Start Supplied information

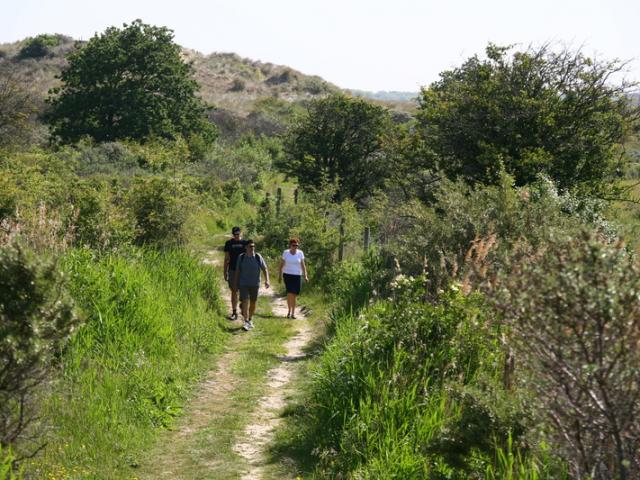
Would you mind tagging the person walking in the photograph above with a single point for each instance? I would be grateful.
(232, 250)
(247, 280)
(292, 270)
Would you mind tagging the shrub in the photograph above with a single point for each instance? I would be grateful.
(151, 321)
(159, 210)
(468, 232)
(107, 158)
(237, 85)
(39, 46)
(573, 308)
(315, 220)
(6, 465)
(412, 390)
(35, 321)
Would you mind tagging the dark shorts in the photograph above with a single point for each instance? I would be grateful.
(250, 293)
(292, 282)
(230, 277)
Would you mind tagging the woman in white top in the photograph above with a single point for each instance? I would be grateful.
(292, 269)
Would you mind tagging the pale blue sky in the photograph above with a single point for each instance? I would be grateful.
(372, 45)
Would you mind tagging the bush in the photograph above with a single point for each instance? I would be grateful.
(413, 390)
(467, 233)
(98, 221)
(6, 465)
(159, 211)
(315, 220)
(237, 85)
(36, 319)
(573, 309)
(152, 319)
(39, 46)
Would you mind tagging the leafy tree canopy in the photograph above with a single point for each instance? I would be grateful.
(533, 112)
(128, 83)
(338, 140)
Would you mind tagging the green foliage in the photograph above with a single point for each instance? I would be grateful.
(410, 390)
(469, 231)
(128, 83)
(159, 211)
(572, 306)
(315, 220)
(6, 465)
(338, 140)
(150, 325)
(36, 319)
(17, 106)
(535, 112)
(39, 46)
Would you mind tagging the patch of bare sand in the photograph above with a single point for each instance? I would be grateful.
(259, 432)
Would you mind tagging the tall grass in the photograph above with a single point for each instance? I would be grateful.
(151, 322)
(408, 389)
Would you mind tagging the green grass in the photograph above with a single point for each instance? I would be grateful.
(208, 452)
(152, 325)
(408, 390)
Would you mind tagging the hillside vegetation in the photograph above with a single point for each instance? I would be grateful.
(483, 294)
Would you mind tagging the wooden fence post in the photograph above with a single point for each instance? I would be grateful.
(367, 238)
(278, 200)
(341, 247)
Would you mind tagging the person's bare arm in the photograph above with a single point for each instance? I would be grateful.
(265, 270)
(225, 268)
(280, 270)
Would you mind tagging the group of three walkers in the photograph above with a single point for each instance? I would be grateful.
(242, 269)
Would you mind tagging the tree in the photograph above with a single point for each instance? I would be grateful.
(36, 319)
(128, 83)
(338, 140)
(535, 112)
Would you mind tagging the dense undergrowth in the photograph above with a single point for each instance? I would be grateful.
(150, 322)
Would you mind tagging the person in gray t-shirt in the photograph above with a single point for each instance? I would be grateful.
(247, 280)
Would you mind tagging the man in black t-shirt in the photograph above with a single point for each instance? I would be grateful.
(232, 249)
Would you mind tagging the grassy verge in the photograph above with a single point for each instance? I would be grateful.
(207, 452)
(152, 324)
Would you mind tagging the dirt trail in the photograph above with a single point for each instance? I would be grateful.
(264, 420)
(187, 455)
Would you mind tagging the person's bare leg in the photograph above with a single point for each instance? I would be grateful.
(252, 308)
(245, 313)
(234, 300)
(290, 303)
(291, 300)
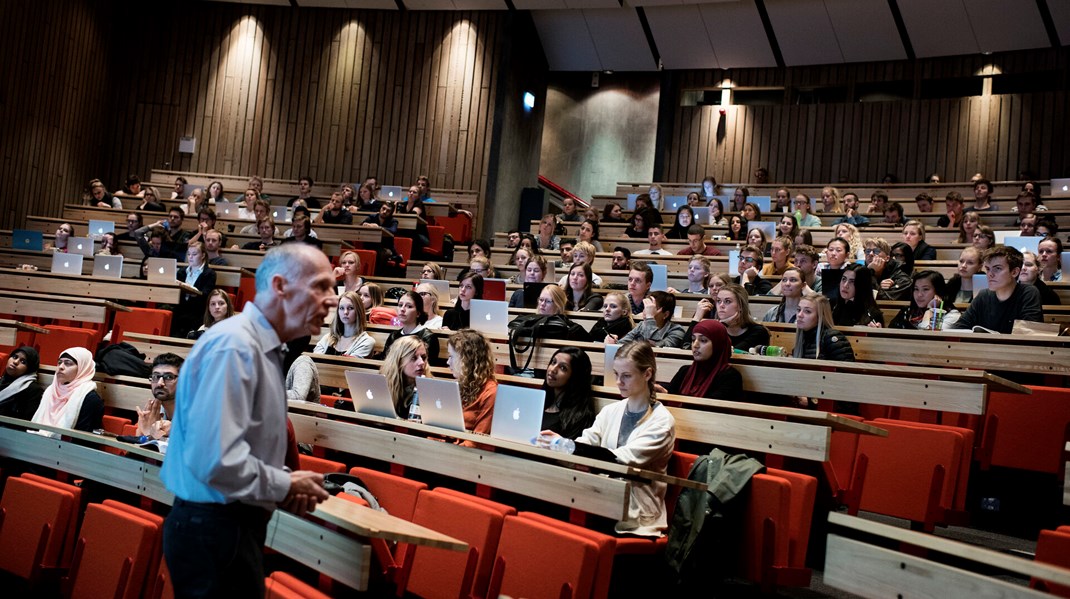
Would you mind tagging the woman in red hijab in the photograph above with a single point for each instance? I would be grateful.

End Supplied information
Start Supplied information

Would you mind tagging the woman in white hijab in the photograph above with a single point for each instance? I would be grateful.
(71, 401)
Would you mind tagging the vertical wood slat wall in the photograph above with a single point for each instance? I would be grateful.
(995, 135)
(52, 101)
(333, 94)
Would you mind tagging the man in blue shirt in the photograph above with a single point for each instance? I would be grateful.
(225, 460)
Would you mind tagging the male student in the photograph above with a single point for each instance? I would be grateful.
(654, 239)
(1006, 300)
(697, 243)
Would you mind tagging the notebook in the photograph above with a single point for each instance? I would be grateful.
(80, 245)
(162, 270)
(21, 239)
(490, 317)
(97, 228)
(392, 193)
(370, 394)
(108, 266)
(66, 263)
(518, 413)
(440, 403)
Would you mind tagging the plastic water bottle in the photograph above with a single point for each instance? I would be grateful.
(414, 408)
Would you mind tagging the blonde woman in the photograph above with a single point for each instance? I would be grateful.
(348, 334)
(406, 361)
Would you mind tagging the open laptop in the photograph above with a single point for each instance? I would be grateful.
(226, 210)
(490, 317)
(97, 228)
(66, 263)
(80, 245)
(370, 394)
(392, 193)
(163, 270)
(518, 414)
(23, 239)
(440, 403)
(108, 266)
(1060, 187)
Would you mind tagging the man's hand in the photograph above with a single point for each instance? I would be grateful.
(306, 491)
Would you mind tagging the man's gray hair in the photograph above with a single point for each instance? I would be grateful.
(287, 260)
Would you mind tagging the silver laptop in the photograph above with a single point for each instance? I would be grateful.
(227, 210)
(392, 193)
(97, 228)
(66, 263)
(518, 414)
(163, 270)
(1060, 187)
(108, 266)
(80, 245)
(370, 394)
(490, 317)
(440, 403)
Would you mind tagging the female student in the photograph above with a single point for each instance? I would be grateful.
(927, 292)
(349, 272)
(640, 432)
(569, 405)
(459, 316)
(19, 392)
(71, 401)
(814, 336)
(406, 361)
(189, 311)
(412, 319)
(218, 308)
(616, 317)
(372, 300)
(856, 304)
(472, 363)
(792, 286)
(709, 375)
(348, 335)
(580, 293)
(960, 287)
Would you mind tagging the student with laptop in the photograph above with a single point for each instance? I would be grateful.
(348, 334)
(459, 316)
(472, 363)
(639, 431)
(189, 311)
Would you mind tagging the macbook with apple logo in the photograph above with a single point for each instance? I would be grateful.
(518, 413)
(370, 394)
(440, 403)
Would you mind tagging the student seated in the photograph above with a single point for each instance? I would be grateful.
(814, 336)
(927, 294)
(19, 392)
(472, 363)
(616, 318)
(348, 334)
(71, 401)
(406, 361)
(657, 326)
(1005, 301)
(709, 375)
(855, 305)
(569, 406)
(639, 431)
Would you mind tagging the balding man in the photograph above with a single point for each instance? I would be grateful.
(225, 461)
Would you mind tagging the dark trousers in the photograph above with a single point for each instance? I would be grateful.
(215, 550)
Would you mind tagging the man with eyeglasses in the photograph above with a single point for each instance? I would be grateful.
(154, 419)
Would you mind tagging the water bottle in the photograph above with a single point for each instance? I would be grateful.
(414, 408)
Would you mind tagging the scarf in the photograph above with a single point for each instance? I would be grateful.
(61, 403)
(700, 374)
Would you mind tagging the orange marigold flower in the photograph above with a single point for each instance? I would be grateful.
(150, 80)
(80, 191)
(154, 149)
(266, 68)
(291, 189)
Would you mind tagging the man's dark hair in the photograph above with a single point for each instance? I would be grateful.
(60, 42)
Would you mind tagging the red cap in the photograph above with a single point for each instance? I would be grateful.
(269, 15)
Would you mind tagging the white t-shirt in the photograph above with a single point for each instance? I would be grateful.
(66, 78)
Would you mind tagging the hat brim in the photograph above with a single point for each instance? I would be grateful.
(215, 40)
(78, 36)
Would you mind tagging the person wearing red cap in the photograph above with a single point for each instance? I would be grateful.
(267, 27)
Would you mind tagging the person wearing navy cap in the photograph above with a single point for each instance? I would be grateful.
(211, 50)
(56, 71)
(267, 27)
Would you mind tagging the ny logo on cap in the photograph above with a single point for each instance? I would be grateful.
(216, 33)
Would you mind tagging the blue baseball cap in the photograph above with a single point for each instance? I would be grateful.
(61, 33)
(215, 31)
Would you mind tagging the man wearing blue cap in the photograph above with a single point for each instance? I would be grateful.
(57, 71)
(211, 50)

End Supplied information
Start Supplied information

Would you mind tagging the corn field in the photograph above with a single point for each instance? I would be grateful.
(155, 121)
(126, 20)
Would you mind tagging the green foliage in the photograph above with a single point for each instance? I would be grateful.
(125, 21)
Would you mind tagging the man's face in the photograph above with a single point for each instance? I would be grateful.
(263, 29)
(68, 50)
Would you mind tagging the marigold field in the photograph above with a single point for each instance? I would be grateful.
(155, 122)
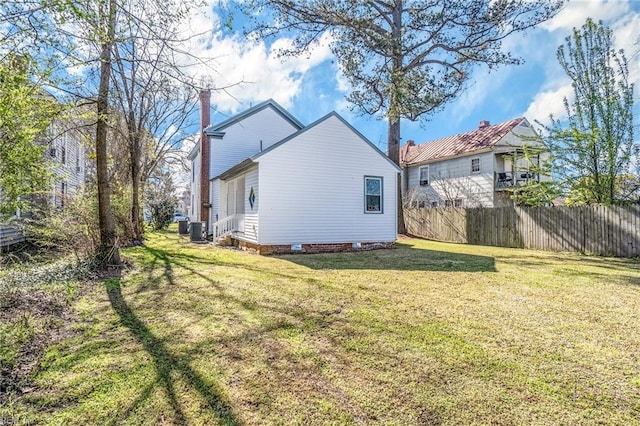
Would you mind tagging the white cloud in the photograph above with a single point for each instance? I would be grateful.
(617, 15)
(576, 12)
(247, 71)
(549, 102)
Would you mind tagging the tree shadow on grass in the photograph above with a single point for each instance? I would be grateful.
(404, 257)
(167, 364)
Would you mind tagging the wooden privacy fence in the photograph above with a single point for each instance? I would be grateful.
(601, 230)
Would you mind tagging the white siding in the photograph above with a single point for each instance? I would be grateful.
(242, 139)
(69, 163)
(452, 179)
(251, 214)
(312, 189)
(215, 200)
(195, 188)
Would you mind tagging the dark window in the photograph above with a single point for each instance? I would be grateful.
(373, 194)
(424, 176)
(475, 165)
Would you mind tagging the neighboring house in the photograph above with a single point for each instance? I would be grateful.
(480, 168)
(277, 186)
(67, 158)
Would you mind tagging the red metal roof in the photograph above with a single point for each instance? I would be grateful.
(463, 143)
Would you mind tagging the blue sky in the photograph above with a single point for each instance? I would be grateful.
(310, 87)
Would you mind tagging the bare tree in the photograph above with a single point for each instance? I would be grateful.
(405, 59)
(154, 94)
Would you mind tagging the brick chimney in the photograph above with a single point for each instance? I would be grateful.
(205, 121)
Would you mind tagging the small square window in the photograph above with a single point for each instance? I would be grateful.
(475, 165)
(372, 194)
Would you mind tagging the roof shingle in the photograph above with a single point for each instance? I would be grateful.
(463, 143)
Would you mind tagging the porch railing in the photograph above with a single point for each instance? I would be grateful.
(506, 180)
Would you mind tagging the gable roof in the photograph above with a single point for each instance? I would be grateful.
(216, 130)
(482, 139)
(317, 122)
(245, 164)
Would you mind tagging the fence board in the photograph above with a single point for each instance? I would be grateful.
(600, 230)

End Supplied information

▶ [Directions] Please copy the rows again from the line with "Would you mind tagging the dirt" up to and including the line with "Would you mind tagging the woman in red", keeping every line of text and shifting each point coordinate by -49. Leave the pictures out.

▶ [Task answer]
Would you mind tagging the dirt trail in the photograph above with a single point for each instance? I would be grateful.
(215, 371)
(138, 406)
Would you mind tagging the person's bare leg in the photograph above with a single point for each instance? I would be grateful.
(203, 259)
(196, 264)
(185, 251)
(241, 254)
(242, 251)
Would you mind tagging the woman in red hijab in the photograph above with a single point for each instance? I would be grateful.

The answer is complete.